## Tasks and exercises
**1)** From the passage about Patreon, quote everything between "And the fans" and "grants are a Dursley.", inclusive.
**2)** Write what comes next in the passage about Patreon, picking up after its final sentence.

In the late 00s, Jack Conte and Nataly Dawn were a music and YouTuber duo with handsome online audience and revenues to match. In 2013, they found themselves with a $10,000 music video, 100,000 subscribers to show it to – and $100 in ad revenue.
Their videos were just as good as ever; they had just as many viewers. But suddenly they had a whole lot of extra work to do, just to land a fair payday.
Jack’s drastic solution was to create an international subscription-based platform where fans had the chance to reach into their pockets and pay them directly. (Yes, he founded Patreon just for himself and his girlfriend, and they were the only people on it along with Jack’s flatmate.)
And the fans paid up. But they shouldn’t have. It wasn’t their job. Those same fans were already listening Jack & Nataly’s music, watching their videos, and sitting through adverts*.
Patreon should never have existed. It was created to fill a gap which should not have been left empty. It’s the equivalent of Harry Potter’s terrible adoptive family, the Dursleys: I’m glad they were there at all, but that doesn’t let Voldemort off the hook for killing the Potters. Album crowdfunders are a Dursley. State art grants are a Dursley.
A system out of balance
People often talk about the change from downloads to streams as if the evilness of it was self-evident, but it’s not. True, streaming is inherently a cheaper model for the fan. I think that’s right, too, if it worked in a normal, ‘sales’ kind of way. If I could sell you one stream for a cent, or a download for a dollar, then I’d be happy.

## Dataset
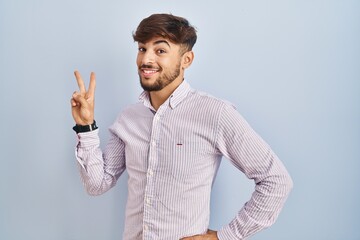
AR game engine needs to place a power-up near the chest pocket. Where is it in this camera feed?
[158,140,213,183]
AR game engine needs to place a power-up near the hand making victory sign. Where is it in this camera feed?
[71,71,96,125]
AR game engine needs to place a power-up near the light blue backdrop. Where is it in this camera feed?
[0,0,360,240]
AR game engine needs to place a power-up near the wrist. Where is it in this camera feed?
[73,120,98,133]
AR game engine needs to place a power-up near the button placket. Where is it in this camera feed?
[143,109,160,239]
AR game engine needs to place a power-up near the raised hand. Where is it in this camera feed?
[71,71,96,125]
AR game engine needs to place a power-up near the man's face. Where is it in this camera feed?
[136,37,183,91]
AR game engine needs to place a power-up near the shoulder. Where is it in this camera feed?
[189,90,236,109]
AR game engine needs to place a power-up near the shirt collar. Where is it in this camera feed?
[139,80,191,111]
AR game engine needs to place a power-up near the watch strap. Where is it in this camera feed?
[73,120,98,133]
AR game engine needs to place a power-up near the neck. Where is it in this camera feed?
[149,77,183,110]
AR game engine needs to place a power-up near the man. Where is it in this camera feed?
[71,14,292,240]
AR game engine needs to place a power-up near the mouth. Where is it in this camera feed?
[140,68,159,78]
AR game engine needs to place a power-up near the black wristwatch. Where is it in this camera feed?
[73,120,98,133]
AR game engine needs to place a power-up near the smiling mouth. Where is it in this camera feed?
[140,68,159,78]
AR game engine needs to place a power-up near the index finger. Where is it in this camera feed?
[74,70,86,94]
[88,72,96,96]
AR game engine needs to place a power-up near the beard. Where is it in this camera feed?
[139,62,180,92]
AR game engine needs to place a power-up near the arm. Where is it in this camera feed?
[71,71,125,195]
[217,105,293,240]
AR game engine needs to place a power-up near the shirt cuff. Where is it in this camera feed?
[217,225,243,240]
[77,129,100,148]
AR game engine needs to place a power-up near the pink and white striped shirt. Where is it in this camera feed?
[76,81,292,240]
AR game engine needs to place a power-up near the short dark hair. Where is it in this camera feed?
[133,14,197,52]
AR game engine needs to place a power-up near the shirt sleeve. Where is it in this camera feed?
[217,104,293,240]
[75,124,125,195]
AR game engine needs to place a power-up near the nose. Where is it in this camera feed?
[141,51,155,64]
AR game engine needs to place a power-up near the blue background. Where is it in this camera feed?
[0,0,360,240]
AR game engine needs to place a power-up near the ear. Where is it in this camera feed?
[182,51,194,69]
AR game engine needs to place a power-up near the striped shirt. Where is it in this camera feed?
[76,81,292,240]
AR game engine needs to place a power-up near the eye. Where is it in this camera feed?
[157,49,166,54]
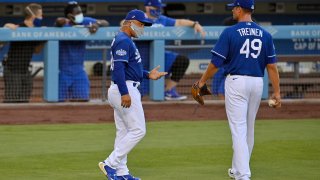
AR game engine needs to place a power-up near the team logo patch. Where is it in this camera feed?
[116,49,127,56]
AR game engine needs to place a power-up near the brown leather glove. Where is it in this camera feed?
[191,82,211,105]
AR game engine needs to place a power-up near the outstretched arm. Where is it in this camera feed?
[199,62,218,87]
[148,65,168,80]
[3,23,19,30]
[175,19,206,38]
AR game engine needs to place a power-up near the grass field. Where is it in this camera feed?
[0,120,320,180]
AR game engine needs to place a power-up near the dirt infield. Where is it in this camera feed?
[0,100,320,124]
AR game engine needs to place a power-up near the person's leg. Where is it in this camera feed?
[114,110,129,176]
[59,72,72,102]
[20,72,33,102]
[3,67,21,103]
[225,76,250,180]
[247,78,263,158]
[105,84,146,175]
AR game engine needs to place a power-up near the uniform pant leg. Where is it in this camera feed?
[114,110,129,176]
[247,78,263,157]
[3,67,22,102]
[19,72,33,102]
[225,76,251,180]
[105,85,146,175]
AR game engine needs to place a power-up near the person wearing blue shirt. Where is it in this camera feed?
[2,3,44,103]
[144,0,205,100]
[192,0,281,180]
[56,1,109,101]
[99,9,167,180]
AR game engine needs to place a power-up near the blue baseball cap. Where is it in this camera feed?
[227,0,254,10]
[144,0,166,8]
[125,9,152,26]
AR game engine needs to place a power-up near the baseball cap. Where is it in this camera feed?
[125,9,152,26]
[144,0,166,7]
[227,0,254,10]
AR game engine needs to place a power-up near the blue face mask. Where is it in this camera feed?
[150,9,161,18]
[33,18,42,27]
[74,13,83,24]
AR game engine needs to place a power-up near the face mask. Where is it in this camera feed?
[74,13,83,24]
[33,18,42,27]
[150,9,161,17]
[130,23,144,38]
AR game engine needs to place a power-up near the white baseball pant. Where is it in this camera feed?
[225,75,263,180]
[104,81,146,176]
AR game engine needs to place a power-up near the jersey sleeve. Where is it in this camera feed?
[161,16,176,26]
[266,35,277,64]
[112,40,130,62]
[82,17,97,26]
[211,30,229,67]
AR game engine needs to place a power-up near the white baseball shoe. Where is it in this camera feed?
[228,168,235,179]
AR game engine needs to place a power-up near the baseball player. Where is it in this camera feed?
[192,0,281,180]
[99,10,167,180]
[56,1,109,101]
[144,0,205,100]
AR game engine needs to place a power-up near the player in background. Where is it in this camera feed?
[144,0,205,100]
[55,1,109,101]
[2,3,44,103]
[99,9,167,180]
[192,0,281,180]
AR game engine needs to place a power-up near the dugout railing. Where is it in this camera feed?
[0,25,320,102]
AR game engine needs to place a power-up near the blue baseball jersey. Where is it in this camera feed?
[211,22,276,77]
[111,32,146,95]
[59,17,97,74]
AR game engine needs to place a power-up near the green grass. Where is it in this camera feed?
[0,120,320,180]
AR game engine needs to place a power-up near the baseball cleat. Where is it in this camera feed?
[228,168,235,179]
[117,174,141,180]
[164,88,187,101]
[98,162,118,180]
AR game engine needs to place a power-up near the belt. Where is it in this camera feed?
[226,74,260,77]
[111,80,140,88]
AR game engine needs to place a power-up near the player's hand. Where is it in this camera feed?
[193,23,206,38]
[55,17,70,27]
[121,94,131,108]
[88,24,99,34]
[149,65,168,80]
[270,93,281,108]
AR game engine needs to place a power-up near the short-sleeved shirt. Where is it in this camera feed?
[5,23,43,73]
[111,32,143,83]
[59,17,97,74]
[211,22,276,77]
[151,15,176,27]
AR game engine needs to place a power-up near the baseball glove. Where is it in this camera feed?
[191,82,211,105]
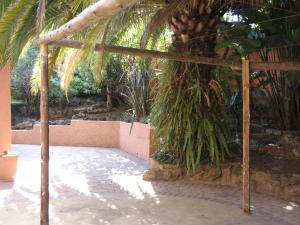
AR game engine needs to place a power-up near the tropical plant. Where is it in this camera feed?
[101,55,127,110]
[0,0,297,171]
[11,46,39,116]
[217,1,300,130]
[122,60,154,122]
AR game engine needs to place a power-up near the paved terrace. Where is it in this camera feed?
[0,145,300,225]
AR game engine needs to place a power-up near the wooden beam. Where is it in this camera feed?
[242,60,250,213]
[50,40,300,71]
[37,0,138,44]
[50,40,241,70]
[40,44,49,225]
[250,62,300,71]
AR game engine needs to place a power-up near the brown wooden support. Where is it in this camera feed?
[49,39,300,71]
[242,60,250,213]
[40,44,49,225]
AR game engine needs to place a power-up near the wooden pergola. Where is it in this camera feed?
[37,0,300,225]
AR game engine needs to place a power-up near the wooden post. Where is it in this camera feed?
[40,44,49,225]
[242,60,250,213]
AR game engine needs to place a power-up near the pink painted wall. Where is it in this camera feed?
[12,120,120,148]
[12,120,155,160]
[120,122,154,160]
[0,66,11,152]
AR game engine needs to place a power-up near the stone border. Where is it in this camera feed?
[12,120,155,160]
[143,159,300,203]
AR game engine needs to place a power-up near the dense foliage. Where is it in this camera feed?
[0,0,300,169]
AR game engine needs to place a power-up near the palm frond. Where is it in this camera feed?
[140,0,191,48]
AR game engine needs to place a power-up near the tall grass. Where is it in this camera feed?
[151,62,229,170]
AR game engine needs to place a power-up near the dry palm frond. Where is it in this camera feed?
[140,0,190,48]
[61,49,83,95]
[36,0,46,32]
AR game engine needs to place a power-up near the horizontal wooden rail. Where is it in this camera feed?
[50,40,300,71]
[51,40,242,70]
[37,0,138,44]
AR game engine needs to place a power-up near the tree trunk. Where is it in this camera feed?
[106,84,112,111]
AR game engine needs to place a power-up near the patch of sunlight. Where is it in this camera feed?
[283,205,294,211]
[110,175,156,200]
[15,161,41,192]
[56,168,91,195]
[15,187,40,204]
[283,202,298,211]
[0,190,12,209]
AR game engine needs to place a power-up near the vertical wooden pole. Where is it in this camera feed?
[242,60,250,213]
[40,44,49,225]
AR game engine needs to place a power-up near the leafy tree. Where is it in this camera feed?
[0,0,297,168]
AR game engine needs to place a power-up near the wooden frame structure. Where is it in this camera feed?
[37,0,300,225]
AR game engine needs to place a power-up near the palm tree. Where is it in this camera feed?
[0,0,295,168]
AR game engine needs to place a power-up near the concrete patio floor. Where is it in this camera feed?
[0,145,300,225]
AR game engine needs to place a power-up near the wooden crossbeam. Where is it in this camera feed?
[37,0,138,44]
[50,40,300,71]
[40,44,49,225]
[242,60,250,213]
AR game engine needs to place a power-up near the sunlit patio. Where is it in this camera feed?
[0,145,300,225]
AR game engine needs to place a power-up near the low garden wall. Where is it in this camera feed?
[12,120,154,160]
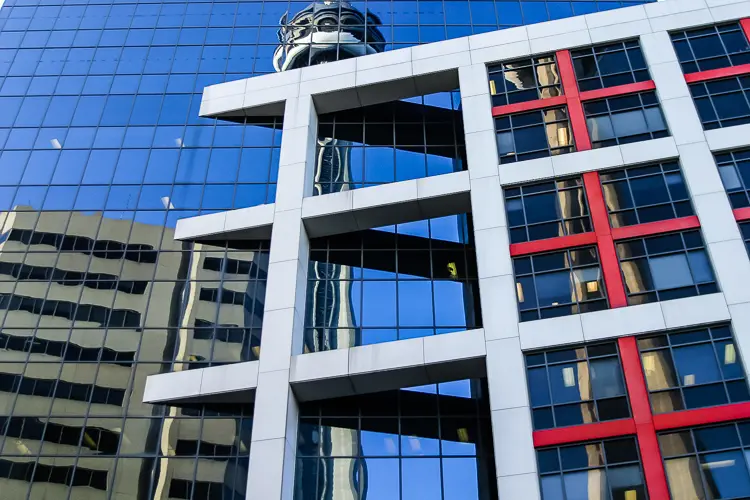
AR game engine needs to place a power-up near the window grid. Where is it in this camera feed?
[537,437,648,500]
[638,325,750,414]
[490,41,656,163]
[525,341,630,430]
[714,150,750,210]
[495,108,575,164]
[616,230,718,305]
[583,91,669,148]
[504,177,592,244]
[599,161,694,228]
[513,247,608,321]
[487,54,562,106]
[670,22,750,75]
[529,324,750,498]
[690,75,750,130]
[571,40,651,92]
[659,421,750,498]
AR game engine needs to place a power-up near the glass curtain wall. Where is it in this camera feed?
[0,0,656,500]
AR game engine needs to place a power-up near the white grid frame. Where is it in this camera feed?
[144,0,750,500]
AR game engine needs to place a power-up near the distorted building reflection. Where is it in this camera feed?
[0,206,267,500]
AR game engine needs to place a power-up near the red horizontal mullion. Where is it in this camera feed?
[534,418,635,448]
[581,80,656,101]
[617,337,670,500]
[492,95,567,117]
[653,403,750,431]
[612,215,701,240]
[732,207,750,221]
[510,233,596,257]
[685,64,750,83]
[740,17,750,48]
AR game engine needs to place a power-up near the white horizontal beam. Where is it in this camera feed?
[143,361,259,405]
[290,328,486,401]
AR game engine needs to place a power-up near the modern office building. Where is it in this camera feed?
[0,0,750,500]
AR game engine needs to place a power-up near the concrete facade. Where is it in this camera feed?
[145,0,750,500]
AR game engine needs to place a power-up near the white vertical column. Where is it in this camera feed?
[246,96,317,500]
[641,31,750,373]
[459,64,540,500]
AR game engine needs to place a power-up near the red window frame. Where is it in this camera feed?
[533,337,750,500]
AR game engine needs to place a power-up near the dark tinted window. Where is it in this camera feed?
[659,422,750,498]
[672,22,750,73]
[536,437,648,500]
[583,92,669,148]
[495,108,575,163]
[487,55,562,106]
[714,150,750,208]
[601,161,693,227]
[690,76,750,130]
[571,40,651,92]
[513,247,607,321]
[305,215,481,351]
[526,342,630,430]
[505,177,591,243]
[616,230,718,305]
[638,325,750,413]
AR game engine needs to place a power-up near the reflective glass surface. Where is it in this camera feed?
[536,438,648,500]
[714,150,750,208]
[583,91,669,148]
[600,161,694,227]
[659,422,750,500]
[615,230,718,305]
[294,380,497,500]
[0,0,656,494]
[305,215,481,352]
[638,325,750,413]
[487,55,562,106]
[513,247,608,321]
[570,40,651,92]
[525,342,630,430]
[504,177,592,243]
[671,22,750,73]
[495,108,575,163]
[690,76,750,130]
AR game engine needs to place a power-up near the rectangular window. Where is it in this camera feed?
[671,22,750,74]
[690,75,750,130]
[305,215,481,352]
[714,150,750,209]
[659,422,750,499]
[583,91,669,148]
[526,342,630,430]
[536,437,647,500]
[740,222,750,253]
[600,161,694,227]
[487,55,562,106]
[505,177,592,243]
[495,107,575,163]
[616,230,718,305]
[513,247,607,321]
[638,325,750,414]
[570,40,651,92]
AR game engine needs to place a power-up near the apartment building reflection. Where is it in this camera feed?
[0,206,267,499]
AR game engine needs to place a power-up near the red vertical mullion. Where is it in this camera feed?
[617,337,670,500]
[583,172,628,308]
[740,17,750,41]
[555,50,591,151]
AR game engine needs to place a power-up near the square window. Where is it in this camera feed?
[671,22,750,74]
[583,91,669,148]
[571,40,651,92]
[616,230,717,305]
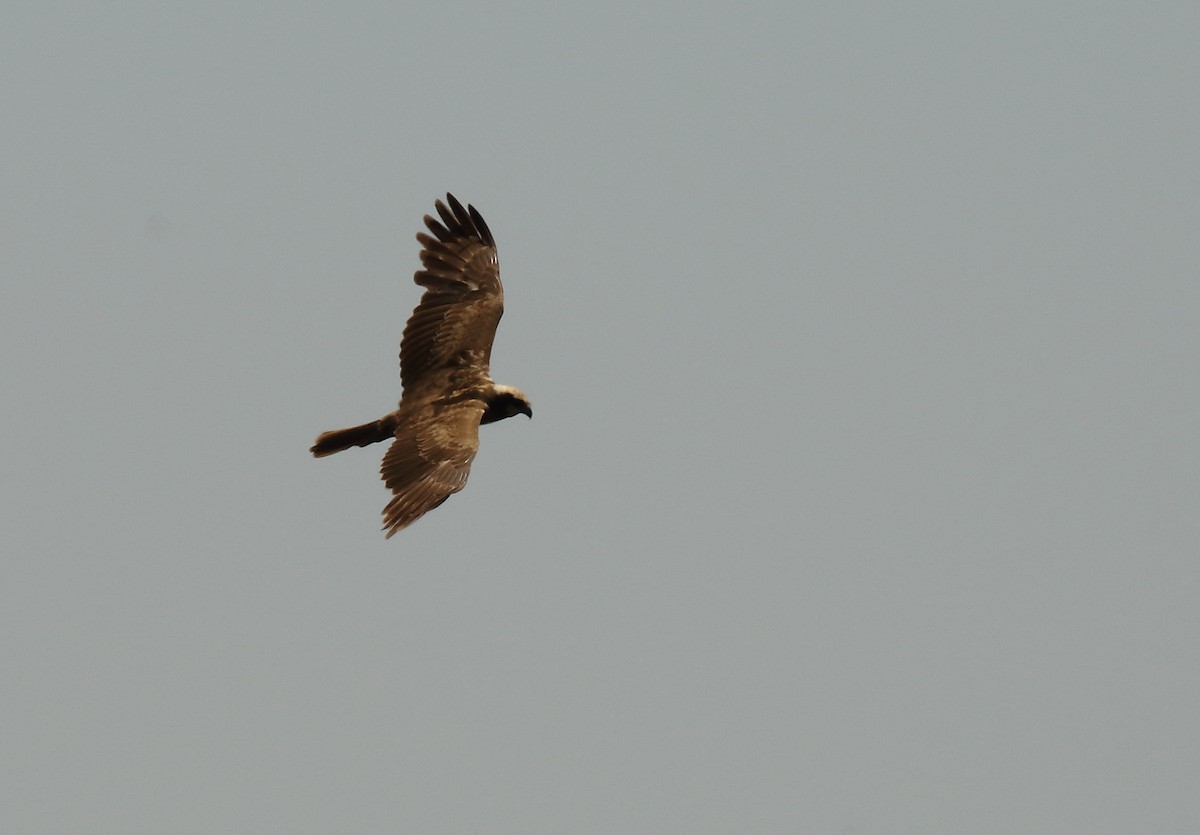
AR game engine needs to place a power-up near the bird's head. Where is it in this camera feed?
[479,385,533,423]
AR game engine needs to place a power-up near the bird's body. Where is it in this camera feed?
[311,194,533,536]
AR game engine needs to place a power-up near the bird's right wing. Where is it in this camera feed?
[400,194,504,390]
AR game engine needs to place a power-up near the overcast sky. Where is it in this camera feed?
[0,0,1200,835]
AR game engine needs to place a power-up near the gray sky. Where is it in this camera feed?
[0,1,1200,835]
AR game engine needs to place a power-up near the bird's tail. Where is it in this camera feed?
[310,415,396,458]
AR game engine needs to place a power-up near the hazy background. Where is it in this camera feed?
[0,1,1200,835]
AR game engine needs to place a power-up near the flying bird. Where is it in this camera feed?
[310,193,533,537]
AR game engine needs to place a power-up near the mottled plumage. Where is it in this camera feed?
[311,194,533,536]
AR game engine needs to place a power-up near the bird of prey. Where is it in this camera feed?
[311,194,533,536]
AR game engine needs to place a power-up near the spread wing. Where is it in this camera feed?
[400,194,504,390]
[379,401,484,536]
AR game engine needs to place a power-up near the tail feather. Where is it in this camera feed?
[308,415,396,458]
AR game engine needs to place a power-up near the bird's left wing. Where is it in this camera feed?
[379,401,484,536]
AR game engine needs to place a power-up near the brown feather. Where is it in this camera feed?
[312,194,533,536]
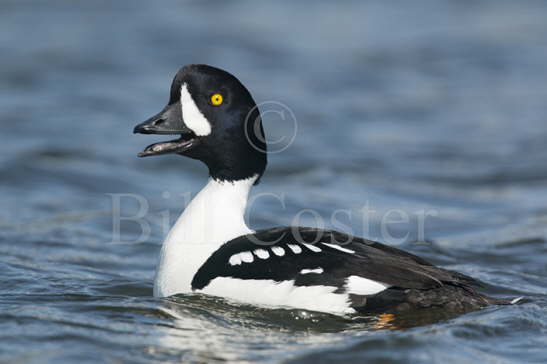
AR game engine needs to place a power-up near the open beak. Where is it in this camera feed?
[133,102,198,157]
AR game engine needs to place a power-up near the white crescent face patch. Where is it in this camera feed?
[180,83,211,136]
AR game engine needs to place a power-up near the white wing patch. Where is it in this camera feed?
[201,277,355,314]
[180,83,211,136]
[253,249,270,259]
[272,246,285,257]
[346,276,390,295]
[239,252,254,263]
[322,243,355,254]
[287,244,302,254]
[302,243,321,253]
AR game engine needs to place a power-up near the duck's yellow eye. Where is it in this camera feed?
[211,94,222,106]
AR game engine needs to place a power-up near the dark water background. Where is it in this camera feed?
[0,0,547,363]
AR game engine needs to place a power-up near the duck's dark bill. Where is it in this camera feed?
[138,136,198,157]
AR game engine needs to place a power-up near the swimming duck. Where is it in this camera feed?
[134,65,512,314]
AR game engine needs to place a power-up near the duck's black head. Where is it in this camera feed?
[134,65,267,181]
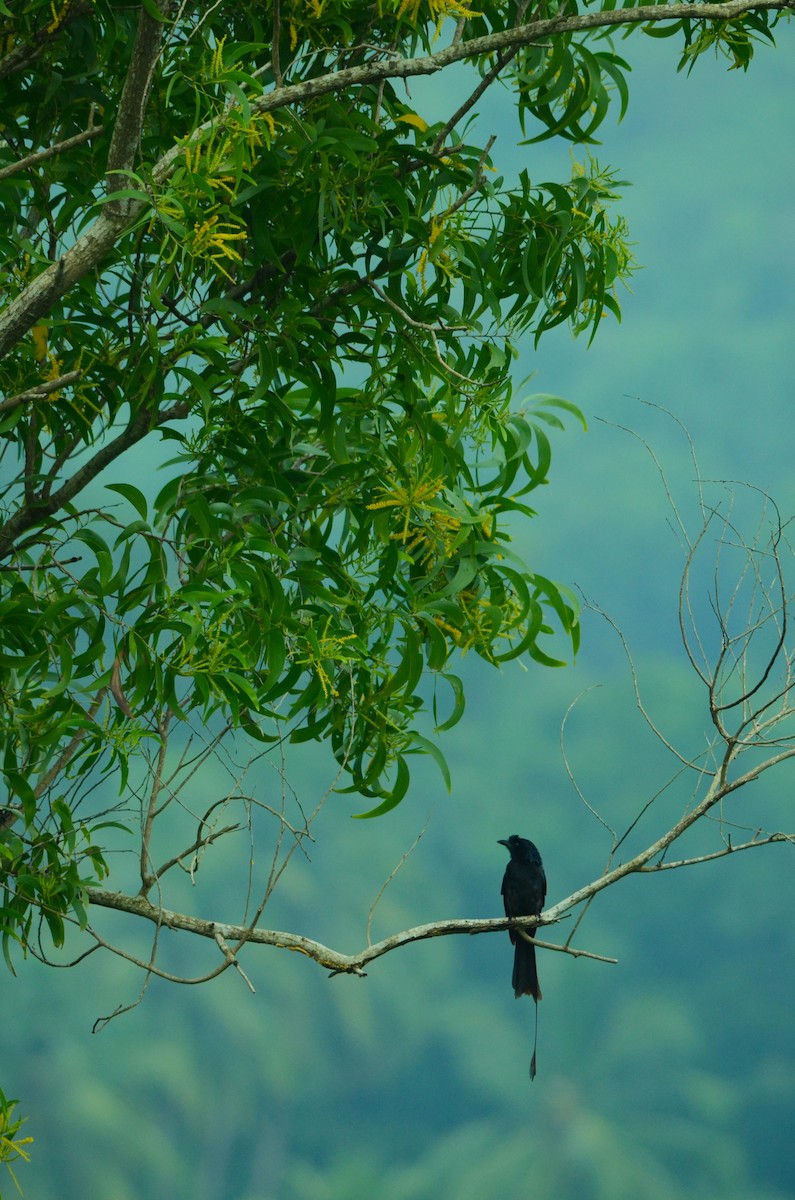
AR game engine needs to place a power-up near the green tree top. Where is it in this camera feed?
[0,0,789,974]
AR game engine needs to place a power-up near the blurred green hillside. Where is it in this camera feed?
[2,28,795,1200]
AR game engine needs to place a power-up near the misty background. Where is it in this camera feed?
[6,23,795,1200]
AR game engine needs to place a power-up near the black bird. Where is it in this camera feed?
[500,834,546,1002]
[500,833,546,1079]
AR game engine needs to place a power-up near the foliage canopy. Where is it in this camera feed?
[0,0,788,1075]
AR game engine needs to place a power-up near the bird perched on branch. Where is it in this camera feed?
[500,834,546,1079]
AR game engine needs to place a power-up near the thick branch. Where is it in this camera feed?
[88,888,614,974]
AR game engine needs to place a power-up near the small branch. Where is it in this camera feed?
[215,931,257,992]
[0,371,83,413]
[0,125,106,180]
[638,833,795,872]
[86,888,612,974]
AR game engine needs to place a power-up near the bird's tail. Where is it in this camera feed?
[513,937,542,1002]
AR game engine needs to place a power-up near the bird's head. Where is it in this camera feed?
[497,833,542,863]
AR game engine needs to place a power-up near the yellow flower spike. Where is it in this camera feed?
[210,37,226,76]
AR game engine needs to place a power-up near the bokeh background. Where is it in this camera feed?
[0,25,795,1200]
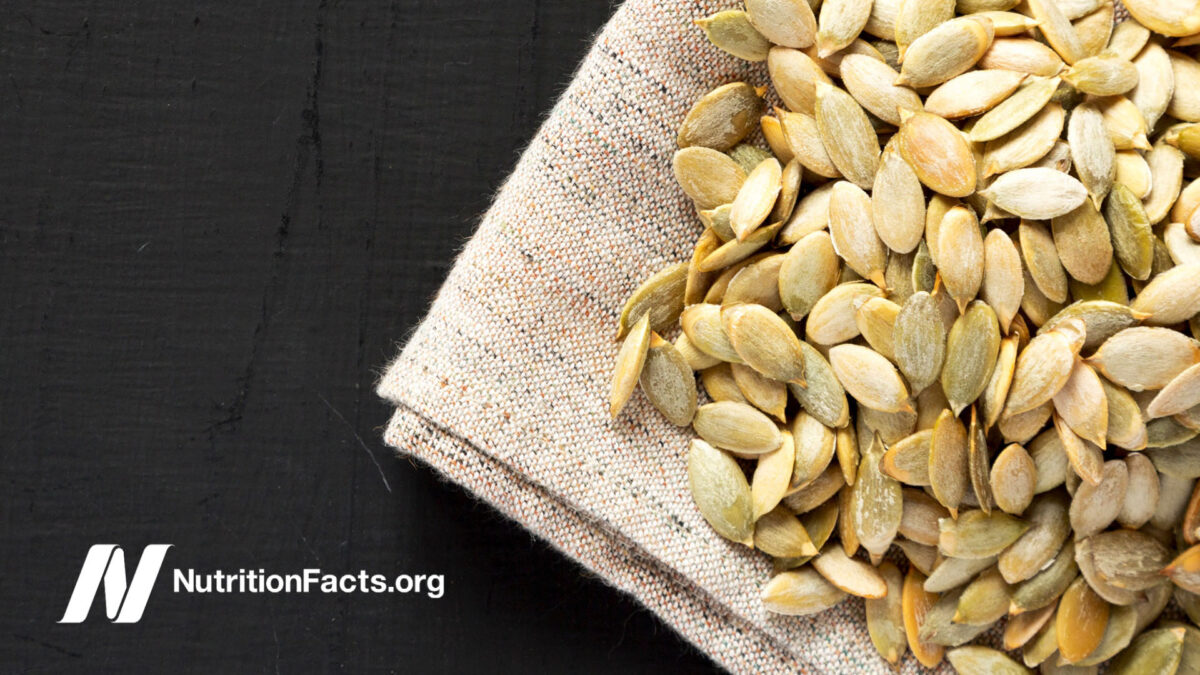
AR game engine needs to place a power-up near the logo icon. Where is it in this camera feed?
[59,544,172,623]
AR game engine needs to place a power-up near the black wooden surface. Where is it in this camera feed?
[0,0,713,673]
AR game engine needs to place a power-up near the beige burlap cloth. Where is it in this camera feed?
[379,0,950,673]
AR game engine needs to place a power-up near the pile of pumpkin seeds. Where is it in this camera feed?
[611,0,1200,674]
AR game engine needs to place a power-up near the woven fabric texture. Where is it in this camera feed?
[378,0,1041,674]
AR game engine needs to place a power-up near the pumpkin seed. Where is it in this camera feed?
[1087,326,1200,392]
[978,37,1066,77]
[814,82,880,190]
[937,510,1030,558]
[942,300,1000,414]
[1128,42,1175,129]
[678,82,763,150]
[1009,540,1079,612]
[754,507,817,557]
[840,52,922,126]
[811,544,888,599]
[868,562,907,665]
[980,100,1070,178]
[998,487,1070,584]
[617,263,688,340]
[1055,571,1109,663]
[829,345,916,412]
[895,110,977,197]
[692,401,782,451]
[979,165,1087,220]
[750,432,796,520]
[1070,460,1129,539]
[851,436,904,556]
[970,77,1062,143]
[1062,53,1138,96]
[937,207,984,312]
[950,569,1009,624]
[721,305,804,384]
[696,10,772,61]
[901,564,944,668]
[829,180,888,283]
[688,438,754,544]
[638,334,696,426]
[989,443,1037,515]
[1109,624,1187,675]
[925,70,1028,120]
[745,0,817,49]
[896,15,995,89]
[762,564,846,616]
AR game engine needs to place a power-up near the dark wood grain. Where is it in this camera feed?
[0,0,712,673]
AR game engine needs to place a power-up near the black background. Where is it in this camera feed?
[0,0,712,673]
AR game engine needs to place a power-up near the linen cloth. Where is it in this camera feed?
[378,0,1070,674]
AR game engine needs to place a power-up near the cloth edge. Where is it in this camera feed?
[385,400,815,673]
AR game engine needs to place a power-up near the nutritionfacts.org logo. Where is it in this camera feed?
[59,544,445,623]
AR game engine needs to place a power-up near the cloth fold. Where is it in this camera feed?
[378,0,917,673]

## Response list
**1)**
And the fans paid up. But they shouldn’t have. It wasn’t their job. Those same fans were already listening Jack & Nataly’s music, watching their videos, and sitting through adverts*.
Patreon should never have existed. It was created to fill a gap which should not have been left empty. It’s the equivalent of Harry Potter’s terrible adoptive family, the Dursleys: I’m glad they were there at all, but that doesn’t let Voldemort off the hook for killing the Potters. Album crowdfunders are a Dursley. State art grants are a Dursley.

**2)**
But here’s the point with streaming: whether fans pay in money or attention, the price set by the streaming provider has very little to do with the revenues of the artist.
That was true for Jack & Nataly’s YouTube channel, which has always been free to watch but was only briefly affordable to produce, for no apparent reason other than YouTube taking a greedier cut of ad revenues. That has been true throughout a decade of the streaming revolution, when venture capital-funded tech firms could afford to set low prices and run at a loss, pouring money into major label portfolios and softening their losses by annihilating royalties for independents.
And that’s true now, during Covid-19 lockdown, when some platforms are seeing steady or increasing subscriber numbers. Translation: higher revenues for the platform, lower revenues for the artists.
“They don’t actually have to make money off of music to make money. It doesn’t matter if they lose money. As a matter of fact, they all lose money.”
-Jeff Price, CEO of Audiam (streaming royalty collection agency)
This is the fatal flaw at the core of this system’s design. The success of the streaming platforms is not tied to the prosperity of its creators. Fans, charities and state funds are taking up responsibility for artists’ wellbeing where streaming giants are letting it drop. Patreon, GoFundMe campaigns, donation appeals are all very worthy but they are like duct tape on a crumbling building. Live music shouldn’t have been the only remaining pillar of our livelihood because recorded music is still making a pretty penny, just not for us.
At the beginning of last century, recording technology helped musicians out of a life in which they had “perform, beg, sign on, or starve”. After all this time, our live revenues are swept away and we find ourselves living on donations and dole money** – if we’re lucky. But it doesn’t have to be this way. The money that we need to support a sustainable livelihood is there It’s a rare example of consumer interests aligning with political ones: if streaming giants share out their royalties properly and fairly, fans and state art funds will no longer have to pick up the bill.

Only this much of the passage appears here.